§ Activity: Give the lines again word for word, beginning with the one containing "Can you see the tree trunk?" and ending with the last line of the material below.

******************************

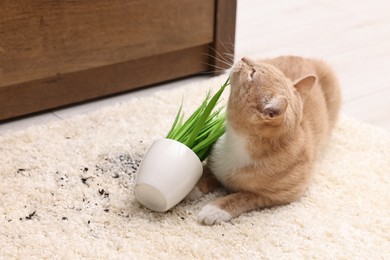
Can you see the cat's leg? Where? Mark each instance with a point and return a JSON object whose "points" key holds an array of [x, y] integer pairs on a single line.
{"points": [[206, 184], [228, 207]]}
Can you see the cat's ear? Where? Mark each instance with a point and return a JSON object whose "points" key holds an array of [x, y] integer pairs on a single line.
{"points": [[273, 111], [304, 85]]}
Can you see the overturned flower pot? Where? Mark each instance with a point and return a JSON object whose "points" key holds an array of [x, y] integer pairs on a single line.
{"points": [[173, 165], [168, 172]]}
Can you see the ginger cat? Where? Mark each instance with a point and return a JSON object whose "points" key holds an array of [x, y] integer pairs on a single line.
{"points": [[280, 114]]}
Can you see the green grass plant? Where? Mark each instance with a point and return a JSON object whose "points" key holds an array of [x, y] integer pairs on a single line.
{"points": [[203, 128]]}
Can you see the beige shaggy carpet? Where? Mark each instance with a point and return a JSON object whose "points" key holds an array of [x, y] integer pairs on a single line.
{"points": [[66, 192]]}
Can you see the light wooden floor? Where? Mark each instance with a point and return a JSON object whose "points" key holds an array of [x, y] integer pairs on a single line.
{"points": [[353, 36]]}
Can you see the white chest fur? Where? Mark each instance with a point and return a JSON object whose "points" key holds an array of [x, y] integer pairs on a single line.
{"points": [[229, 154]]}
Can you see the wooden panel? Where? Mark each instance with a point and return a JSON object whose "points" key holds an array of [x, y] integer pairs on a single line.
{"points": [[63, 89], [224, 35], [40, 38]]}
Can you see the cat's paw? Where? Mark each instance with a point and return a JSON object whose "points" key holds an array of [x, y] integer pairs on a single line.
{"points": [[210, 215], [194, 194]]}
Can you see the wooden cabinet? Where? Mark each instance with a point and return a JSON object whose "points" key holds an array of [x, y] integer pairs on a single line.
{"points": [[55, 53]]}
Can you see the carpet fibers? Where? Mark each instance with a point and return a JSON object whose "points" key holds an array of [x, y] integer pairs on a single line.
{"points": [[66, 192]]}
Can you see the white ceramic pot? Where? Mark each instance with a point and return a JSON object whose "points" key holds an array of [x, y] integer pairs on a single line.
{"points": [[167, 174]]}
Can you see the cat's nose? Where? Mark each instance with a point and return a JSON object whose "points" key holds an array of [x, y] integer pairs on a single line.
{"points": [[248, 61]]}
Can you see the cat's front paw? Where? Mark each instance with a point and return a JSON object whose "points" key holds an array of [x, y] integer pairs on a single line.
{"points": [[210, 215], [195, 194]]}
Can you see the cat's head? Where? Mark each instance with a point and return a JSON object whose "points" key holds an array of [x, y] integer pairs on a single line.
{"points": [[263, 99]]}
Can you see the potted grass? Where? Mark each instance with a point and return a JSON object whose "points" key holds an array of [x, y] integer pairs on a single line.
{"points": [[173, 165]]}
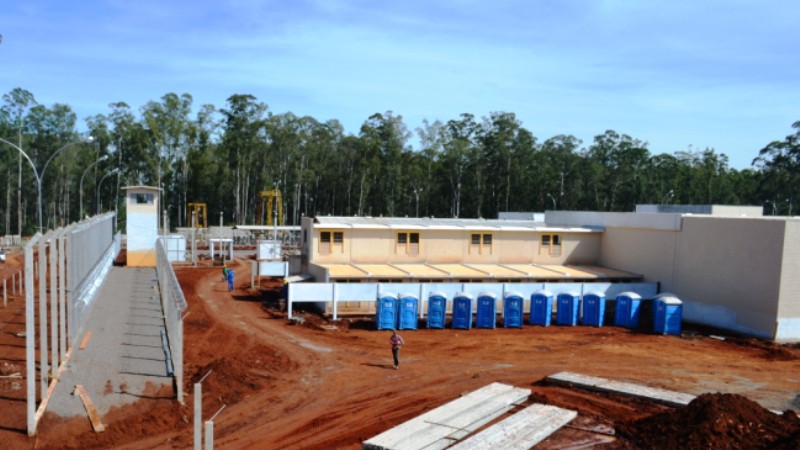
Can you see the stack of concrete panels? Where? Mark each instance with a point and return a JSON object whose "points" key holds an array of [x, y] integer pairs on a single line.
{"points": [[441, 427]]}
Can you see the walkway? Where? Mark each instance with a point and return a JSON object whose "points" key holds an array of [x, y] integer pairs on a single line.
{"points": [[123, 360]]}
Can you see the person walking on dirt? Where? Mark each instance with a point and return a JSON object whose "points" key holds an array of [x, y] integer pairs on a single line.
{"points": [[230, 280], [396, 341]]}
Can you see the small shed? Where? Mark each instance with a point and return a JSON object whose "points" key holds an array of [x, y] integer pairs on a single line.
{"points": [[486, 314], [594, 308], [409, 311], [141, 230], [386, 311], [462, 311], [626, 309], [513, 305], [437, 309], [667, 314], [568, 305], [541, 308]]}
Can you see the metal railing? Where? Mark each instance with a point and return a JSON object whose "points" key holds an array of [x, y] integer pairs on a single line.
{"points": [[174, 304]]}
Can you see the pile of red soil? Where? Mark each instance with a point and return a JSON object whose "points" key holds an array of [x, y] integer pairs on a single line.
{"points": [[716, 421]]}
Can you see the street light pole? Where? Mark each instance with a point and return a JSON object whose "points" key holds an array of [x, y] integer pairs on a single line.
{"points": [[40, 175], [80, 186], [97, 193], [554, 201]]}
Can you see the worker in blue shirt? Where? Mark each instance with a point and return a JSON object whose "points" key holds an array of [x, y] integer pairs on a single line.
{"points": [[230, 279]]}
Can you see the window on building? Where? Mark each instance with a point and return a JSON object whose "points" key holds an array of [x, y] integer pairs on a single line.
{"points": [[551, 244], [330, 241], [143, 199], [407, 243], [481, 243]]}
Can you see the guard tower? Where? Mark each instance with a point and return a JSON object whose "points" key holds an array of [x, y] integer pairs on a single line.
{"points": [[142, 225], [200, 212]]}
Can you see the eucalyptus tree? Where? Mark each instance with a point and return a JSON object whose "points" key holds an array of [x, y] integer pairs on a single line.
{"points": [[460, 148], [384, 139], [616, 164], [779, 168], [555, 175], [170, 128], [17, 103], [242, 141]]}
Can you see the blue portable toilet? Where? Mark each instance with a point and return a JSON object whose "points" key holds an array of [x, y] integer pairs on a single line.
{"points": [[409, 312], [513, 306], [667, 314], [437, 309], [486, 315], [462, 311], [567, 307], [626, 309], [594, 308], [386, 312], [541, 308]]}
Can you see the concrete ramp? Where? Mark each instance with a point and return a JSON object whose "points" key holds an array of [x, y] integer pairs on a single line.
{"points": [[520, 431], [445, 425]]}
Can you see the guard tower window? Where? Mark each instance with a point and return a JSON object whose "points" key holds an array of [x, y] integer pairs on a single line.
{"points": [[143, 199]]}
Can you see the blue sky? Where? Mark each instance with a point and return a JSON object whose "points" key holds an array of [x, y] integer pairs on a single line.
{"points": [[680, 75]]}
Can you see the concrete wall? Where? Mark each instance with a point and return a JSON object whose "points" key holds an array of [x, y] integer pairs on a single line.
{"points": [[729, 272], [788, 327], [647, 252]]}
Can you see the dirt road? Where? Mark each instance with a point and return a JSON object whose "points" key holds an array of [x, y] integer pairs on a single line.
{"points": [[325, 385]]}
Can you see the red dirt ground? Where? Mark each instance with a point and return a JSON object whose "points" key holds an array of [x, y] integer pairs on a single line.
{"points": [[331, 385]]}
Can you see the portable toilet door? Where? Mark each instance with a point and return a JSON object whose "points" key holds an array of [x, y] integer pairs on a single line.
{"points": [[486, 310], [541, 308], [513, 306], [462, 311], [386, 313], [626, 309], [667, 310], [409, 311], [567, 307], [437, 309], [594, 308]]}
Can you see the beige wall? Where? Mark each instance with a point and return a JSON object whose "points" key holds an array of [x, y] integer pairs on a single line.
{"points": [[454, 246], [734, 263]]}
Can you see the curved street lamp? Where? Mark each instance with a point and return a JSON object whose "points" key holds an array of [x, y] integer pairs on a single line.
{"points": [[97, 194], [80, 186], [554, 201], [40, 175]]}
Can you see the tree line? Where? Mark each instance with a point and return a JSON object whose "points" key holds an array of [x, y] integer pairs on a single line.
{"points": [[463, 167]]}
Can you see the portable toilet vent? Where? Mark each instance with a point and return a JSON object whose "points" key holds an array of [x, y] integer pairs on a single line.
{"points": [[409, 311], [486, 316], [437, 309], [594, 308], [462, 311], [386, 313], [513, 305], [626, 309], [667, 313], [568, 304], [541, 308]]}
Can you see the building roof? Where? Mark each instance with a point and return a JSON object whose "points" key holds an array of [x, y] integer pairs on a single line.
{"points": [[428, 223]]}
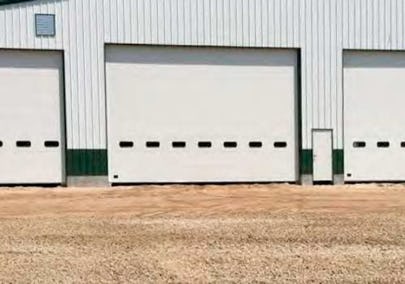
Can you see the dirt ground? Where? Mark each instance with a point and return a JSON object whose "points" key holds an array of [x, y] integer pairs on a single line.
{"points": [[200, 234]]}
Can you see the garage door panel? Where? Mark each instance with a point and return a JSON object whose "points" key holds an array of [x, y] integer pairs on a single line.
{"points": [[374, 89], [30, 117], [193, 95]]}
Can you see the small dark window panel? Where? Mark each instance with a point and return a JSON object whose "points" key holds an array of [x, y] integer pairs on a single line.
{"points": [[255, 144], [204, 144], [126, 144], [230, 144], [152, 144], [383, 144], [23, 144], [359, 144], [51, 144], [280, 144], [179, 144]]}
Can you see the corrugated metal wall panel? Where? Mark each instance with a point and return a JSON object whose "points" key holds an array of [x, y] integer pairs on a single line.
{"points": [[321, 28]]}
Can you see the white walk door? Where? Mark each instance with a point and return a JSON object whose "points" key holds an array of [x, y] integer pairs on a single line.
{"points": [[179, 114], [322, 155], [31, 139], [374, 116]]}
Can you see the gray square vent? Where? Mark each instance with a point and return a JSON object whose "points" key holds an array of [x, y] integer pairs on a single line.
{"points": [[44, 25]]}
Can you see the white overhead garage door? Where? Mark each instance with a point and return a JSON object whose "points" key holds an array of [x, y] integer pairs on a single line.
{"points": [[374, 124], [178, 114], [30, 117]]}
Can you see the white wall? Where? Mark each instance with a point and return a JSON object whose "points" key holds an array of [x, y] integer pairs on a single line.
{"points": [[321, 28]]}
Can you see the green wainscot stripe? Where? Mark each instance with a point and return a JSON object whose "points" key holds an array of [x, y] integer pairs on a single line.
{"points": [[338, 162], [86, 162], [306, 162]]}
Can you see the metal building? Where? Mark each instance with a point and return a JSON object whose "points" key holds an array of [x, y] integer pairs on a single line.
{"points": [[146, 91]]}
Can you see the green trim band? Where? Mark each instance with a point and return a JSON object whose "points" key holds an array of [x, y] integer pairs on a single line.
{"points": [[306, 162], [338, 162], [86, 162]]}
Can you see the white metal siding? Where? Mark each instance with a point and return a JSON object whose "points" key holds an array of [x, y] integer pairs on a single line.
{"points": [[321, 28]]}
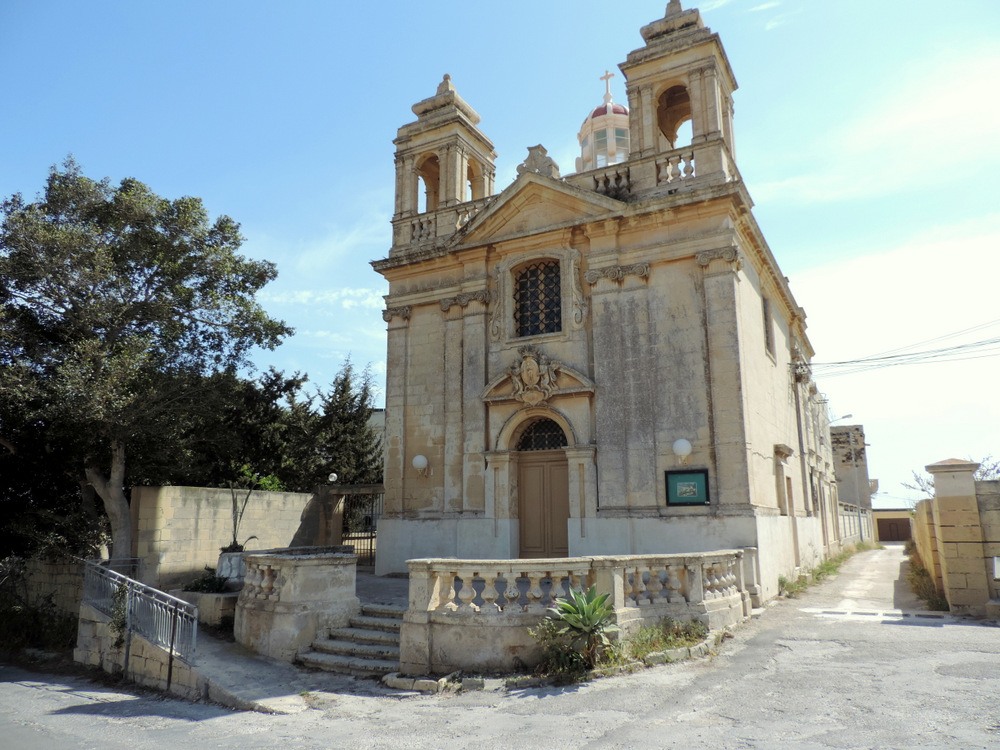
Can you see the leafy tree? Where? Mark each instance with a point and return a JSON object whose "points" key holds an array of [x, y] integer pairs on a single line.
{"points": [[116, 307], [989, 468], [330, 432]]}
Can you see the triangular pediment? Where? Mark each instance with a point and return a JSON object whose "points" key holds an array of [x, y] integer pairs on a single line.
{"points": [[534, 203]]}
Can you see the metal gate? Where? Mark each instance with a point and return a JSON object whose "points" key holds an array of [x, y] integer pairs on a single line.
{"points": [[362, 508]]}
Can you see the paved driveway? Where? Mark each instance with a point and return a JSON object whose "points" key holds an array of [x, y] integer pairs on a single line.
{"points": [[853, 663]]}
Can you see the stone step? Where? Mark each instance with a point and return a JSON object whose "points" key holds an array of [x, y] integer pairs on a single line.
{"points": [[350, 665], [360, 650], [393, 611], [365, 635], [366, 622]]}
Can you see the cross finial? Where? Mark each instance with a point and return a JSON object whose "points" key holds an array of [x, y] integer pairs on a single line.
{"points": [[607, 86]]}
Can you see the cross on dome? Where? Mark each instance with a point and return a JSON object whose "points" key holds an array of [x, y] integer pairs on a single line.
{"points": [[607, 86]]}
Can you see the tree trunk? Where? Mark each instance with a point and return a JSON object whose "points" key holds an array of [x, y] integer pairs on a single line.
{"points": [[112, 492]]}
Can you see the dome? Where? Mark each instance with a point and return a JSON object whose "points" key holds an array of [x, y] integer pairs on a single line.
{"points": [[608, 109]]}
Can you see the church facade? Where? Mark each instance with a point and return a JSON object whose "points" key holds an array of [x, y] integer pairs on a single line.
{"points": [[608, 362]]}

******************************

§ Exercise answer:
Can you see the tree trunk? Where? Mark each instance with a point and return a JSON object whose "points" key holds an array of [x, y] integer pairs on a single line.
{"points": [[112, 492]]}
Can you see the dome? Where? Mark each instance with a point and return a JSON object whose "points" key holds an array of [x, y] integer pairs on a single line.
{"points": [[608, 109]]}
Can you see the church facade? Where? Mark each instance with a point and return a JSON object whose "points" key holds an array of [x, y] integer pairs on a single line.
{"points": [[608, 362]]}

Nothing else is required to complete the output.